2011-05-21 Thread Steffen Möller

Hello,

On 05/21/2011 10:45 PM, Jan Hauke Rahm wrote:

We all encouraged users to use 'reportbug', share their experiences with
Debian, help improve it in whatever way they can think of. Almost all of
them figured they could do something, even if it's simple stuff. We
can't fix bugs that we don't know about was possibly the most repeated
sentence during the four days of the event. And it seemed to make sense
to them. :)


this is amazing, indeed. And I experience fairly frequently, too. From my
observation the issue is less the picture than the immediate appreciation
that there are folks caring for their user experience so much that the
decision towards Ubuntu feels safer.

We can react to this in multiple ways:

 * get more artists attracted to Debian and encourage them to contribute
   in some way that we may not even foresee, yet it's art after all.
   How to render Debian more attractive to artists I don't really know.
   What comes to mind:
o a Debian blend for art?
o better visibility of authorships for contributed art throughout the
  system, to help the artists' promotion?
o competitions, prices?

→ **Excerpted records**

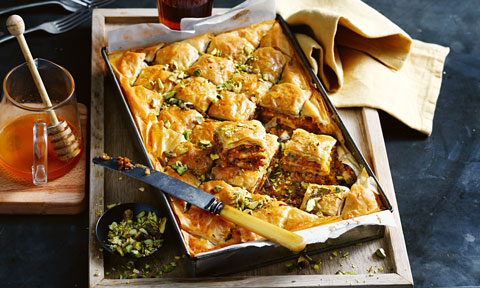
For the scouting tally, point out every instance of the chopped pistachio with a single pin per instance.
(170, 154)
(205, 144)
(248, 49)
(147, 171)
(167, 124)
(199, 119)
(214, 156)
(187, 133)
(197, 72)
(112, 205)
(381, 253)
(168, 95)
(310, 205)
(160, 84)
(180, 167)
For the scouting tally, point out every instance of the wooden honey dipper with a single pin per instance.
(61, 136)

→ **Exercises**
- a) According to the Debian email, why were users encouraged to use 'reportbug' and share their experiences? Answer in one to three sentences.
- b) List every idea the Debian email gives for making Debian more attractive to artists.
- c) Please reproduce the passage of the Debian email between "this is amazing, indeed." and "blend for art?", inclusive.
The items play no part in what is asked here.

→ **Solution set**
- a) Users were encouraged to report what they ran into because developers can't fix bugs they don't know about. That was possibly the most repeated sentence during the four days of the event.

- b)
- A Debian blend for art
- Better visibility of authorships for contributed art throughout the system, to help the artists' promotion
- Competitions, prices

- c)
this is amazing, indeed. And I experience fairly frequently, too. From my
observation the issue is less the picture than the immediate appreciation
that there are folks caring for their user experience so much that the
decision towards Ubuntu feels safer.

We can react to this in multiple ways:

 * get more artists attracted to Debian and encourage them to contribute
   in some way that we may not even foresee, yet it's art after all.
   How to render Debian more attractive to artists I don't really know.
   What comes to mind:
o a Debian blend for art?